Where "white" appears in a line of the entries below, that line should be copied.

====== Material for the task ======

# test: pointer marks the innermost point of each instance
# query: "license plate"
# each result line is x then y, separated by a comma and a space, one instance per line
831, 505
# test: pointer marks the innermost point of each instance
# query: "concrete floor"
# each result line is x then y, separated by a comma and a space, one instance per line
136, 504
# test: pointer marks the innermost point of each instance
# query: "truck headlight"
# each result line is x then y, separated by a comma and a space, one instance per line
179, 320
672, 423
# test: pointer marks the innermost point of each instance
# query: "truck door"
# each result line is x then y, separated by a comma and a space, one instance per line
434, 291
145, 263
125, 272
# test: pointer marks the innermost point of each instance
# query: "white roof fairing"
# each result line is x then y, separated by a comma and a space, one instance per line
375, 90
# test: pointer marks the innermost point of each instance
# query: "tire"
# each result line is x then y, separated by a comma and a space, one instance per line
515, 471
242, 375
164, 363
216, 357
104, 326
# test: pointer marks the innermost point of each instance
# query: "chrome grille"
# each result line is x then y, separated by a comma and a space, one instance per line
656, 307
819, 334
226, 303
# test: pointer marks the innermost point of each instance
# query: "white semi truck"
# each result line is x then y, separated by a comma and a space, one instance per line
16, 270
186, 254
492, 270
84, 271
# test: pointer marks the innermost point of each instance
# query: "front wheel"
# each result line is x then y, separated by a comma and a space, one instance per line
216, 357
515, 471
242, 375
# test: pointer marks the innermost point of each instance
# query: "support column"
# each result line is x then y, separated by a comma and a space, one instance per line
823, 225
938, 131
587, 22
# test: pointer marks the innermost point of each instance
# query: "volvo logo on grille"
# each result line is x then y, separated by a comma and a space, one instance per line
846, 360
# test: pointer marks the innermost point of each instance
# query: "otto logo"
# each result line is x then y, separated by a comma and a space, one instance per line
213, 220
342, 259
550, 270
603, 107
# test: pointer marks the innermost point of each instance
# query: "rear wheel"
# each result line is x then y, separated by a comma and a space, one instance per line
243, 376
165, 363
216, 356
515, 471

======

Response:
# query: "white roof fairing"
# query: "white semi truck"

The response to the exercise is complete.